*** Opening of Given records ***
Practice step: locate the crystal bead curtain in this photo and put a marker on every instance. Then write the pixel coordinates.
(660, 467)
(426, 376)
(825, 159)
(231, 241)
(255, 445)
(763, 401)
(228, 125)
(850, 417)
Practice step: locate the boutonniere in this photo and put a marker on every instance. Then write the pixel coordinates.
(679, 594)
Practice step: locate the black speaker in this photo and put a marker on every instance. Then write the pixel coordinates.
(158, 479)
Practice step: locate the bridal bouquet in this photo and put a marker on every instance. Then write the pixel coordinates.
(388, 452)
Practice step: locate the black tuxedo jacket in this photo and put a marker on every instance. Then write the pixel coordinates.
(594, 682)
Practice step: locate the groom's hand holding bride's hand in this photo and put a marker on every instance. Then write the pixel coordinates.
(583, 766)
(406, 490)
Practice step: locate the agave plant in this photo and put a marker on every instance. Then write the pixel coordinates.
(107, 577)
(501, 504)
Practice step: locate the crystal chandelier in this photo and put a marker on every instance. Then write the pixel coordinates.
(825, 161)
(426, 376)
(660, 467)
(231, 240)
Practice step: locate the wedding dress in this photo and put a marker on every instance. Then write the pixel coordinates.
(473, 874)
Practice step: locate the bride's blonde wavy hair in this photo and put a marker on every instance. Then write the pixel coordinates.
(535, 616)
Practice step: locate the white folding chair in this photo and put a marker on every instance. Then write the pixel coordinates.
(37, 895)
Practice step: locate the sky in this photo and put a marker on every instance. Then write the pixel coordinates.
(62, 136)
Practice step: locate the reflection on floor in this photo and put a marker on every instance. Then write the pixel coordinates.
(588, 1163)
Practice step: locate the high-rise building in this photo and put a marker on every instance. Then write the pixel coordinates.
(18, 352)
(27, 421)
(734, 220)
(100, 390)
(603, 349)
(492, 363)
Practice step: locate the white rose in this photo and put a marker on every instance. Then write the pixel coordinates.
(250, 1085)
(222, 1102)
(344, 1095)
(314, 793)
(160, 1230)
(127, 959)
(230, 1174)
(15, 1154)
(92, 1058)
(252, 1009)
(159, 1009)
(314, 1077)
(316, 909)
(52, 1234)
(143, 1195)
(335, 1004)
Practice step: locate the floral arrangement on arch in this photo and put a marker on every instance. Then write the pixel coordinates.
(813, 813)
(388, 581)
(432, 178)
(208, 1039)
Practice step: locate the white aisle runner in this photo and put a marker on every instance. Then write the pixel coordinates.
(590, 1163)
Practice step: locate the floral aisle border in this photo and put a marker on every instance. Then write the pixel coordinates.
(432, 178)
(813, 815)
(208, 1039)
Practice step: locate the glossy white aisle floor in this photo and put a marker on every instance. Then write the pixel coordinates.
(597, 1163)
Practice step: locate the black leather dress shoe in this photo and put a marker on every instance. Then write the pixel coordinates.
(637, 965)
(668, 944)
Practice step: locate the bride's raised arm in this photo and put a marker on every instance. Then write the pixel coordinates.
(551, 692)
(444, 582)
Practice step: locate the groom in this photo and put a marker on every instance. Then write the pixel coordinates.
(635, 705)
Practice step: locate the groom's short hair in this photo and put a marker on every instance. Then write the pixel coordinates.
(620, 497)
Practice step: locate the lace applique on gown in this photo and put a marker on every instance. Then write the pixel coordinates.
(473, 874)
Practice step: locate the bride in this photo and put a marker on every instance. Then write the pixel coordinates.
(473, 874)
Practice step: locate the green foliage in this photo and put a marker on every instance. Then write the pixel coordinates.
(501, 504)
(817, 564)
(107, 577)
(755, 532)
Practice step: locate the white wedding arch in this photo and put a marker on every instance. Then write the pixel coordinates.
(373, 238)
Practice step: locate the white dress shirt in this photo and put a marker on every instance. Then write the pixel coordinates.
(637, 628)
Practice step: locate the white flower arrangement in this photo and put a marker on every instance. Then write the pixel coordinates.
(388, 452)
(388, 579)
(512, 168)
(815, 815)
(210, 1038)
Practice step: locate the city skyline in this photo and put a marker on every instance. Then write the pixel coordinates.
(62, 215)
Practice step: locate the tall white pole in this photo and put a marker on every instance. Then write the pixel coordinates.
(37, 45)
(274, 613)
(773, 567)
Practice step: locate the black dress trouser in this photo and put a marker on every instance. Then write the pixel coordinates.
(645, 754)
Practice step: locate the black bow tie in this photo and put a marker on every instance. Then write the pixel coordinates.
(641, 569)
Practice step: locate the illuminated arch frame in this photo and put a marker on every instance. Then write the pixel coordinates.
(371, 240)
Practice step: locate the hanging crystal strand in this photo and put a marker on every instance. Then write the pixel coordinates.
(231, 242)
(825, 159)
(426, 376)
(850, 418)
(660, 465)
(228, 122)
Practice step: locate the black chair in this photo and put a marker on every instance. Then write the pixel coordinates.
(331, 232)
*** Close of Given records ***
Every line must be copied exactly as it stands above.

Written response
Practice step: locate the crystal bead curtain in this photo and put a marker on every instance. Then write the pixel coordinates.
(660, 467)
(426, 376)
(825, 159)
(231, 241)
(255, 445)
(763, 401)
(228, 125)
(850, 417)
Practice step: locate the boutonniere in this photo and put a marker on every instance. Then write the pixel coordinates.
(679, 594)
Practice step: locate the black speaker in this photo and put a marker on every instance. Then write the pixel coordinates.
(158, 479)
Practice step: locate the bridal bouquet in this photo and put a marker on every instance. Then write the pixel coordinates.
(388, 452)
Practice step: locate the black tuxedo jacket in this photo and put a marker on every instance. Then write the pixel coordinates.
(594, 682)
Practice step: locate the groom's hand holding bride's hand in this photo and put a marker on every instance. Then write the pixel coordinates.
(583, 766)
(406, 490)
Practice step: locate the agave plant in this photo and put a marker on every instance. Then write the pixel coordinates.
(107, 577)
(501, 504)
Practice step: locate the crystal chandelier in this photo and put a marker on every instance. Then write the pixel coordinates.
(825, 161)
(426, 376)
(660, 467)
(231, 240)
Practice step: locate the wedding dress in this photo and put a marker on every instance. Then write the pixel coordinates.
(473, 874)
Practice step: locate the bride's blonde wavy hair in this photo and put a marker on every instance. Then write the pixel coordinates.
(535, 616)
Practice step: locate the white folding chair in this photo and put a marker on every instance. Then write the pixel coordinates.
(37, 895)
Practice step: locate the sky in this photo and put a marker on every instance. Then write the pixel coordinates.
(62, 136)
Practice step: locate the reflection on floor in this photo and put a marker on every instance. Then write the pixel coordinates.
(588, 1163)
Practice step: locate the high-rise building in this photo and put a marker on every instance. Then write the pixel coordinates.
(18, 352)
(27, 421)
(734, 220)
(100, 390)
(603, 349)
(492, 363)
Practice step: locate the white rose in this photo and put a marker on every instance. Then write the pixel coordinates.
(250, 1085)
(222, 1102)
(344, 1095)
(314, 793)
(160, 1230)
(127, 959)
(230, 1174)
(15, 1154)
(92, 1058)
(252, 1009)
(159, 1009)
(314, 1077)
(316, 909)
(52, 1234)
(143, 1195)
(335, 1004)
Practice step: locate the floral arrangement on arch in this photo and put a marker on every instance. Then write the pixel coordinates.
(813, 813)
(388, 581)
(432, 178)
(208, 1039)
Practice step: locate the white aisle runner in this photo and put a marker on every instance. Then write the pixel coordinates.
(590, 1163)
Practice step: locate the floral aisle border in this photo and put a marker on every instance. Then write the pixel coordinates.
(432, 178)
(813, 815)
(208, 1039)
Practice step: locate the glossy white aisle floor in this photo and put a marker on every instance. Then write the pixel coordinates.
(597, 1163)
Practice step: locate the black leather dress shoe in this photo and put a marker on every instance. Then write the pixel coordinates.
(637, 965)
(668, 944)
Practice step: locate the bride's raised arm in this photo and put a marker on every instance. Then write the pixel coordinates.
(551, 692)
(444, 582)
Practice step: locate the groom in this photo and put a marker on every instance. Then write the pixel coordinates.
(635, 705)
Practice step: locate the groom's short hair in this photo and put a marker on every instance. Then write the pixel coordinates.
(620, 497)
Practice step: locate the lace applique on gown in this photo and put a marker on every instance. Then write the pixel coordinates.
(473, 874)
Practice step: locate the bride in this photo and put a marker on every instance. Then write the pixel coordinates.
(473, 874)
Practice step: locate the green foliage in this photo and put a marker on every instance. Then write the pixel coordinates.
(501, 504)
(817, 564)
(107, 577)
(755, 532)
Practice step: locate the white wedding arch in this photo and put a marker on every instance. Then write the pixel coordinates.
(373, 238)
Practice step: locate the white dress shirt in this photo and put a marker on every instance. Then write the pixel coordinates.
(637, 628)
Practice step: locate the white flower arrangement in this photo and put a marker on every instance. Then write the pixel coordinates.
(388, 452)
(388, 579)
(512, 168)
(815, 815)
(210, 1038)
Practice step: locate the city skyline in this photo and put a marker on every instance. Then write the pixel coordinates.
(62, 215)
Practice step: locate the tall white pole in this photo and put a marker on every instance. Then write the pixel coordinates.
(37, 45)
(274, 613)
(773, 567)
Practice step: locate the black dress trouser in this photo and put a marker on every instance. Then write the pixel coordinates.
(645, 754)
Practice step: locate the black bow tie in this photo and put a marker on every instance. Then write the pixel coordinates.
(641, 569)
Practice step: locate the illuminated arch frame in this photo and put a marker on every instance. Then write the pixel coordinates.
(371, 240)
Practice step: locate the hanging crystal strand in this photo and put a marker on every instance. Then write the pixel coordinates.
(231, 242)
(825, 159)
(426, 376)
(850, 418)
(660, 465)
(228, 122)
Practice step: locate the black chair in this photo and put a marker on every instance. Then write the pixel coordinates.
(331, 232)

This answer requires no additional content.